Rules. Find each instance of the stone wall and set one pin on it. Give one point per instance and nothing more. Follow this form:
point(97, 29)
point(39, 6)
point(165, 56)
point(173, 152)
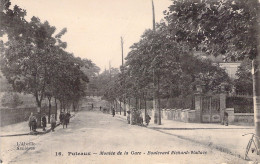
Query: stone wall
point(244, 118)
point(10, 116)
point(15, 115)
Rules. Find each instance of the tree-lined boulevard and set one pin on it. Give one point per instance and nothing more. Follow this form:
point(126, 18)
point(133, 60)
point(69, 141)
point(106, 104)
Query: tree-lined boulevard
point(94, 137)
point(176, 65)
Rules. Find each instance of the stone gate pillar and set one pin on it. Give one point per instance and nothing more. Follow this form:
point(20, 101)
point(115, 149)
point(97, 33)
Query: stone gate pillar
point(222, 103)
point(198, 104)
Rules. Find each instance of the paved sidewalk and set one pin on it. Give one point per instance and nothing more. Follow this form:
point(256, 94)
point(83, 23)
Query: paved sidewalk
point(21, 128)
point(227, 139)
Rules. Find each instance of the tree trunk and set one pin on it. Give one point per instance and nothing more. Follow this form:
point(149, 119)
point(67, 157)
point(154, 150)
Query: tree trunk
point(155, 100)
point(49, 114)
point(145, 110)
point(256, 81)
point(158, 97)
point(116, 106)
point(38, 115)
point(120, 108)
point(136, 102)
point(125, 107)
point(56, 108)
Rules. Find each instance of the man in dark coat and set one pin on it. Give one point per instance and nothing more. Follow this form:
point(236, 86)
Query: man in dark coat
point(53, 122)
point(66, 119)
point(44, 122)
point(113, 112)
point(68, 116)
point(34, 124)
point(147, 119)
point(226, 118)
point(62, 118)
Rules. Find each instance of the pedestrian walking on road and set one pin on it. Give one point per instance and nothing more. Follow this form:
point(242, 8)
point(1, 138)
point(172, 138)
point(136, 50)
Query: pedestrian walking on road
point(225, 118)
point(34, 124)
point(113, 112)
point(53, 122)
point(44, 122)
point(30, 121)
point(69, 115)
point(128, 117)
point(62, 119)
point(66, 119)
point(147, 119)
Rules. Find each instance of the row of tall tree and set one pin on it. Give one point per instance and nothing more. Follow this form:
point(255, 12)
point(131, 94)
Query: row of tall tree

──────────

▶ **AIM OF THE EXERCISE**:
Write out every line of the records above as a numbered list, skipping any blank lines. Leave the pictures out of your answer.

▶ **TASK ANSWER**:
1. Rules. Find each instance of the stone wall and set one pin on it. Give one point per instance and nothing more. Follow this form:
2. point(97, 29)
3. point(39, 6)
4. point(165, 56)
5. point(173, 152)
6. Query: stone wall
7. point(244, 118)
8. point(10, 116)
9. point(15, 115)
10. Rules. Find each instance of the tree-lined boulevard and set one pin on it. Give one point per instance and nothing more. Follow this form:
11. point(126, 18)
12. point(133, 60)
13. point(69, 141)
14. point(106, 104)
15. Query: tree-lined boulevard
16. point(94, 137)
17. point(176, 65)
18. Rules. Find each instance of the stone gate pillar and set one pin on it. Give one point per instance and nothing more. Follow this form:
19. point(20, 101)
20. point(115, 149)
21. point(97, 33)
22. Query: stone gate pillar
23. point(222, 103)
24. point(198, 104)
25. Rules. Find each instance of the paved sidewalk and set one pin on it. Give one point per instance and nothing more. Follow this form:
26. point(256, 94)
27. point(83, 23)
28. Query: paved sidewalk
29. point(21, 128)
30. point(227, 139)
31. Rules. Find each instance of the tree trunk and set one pin on it. Give one point per instance and nothing more. Follow this form:
32. point(149, 119)
33. point(67, 157)
34. point(154, 150)
35. Query: tree trunk
36. point(155, 100)
37. point(49, 114)
38. point(145, 110)
39. point(256, 81)
40. point(158, 97)
41. point(116, 106)
42. point(38, 115)
43. point(120, 108)
44. point(136, 102)
45. point(125, 107)
46. point(56, 108)
47. Rules. Find each instance of the man in dark coat and set one pin on it. Give one point per instance and nothing more. Follow this form:
48. point(236, 86)
49. Query: man in dark coat
50. point(53, 122)
51. point(66, 119)
52. point(44, 122)
53. point(113, 112)
54. point(68, 116)
55. point(34, 124)
56. point(147, 119)
57. point(226, 118)
58. point(62, 118)
59. Rules. Find each instance of the pedestrian walking on road and set one pin on it. Give one point per instance and nothing more. Follow this form:
60. point(242, 8)
61. point(1, 138)
62. point(172, 138)
63. point(136, 50)
64. Query: pedestrian walking on road
65. point(225, 118)
66. point(34, 124)
67. point(113, 112)
68. point(53, 122)
69. point(44, 122)
70. point(30, 121)
71. point(69, 115)
72. point(128, 117)
73. point(62, 119)
74. point(66, 119)
75. point(147, 119)
76. Rules. Find each instance of the row of tall tree and set one pin on it. Give one point per instance and nothing more. Follow this form:
77. point(255, 12)
78. point(131, 94)
79. Query: row of tall tree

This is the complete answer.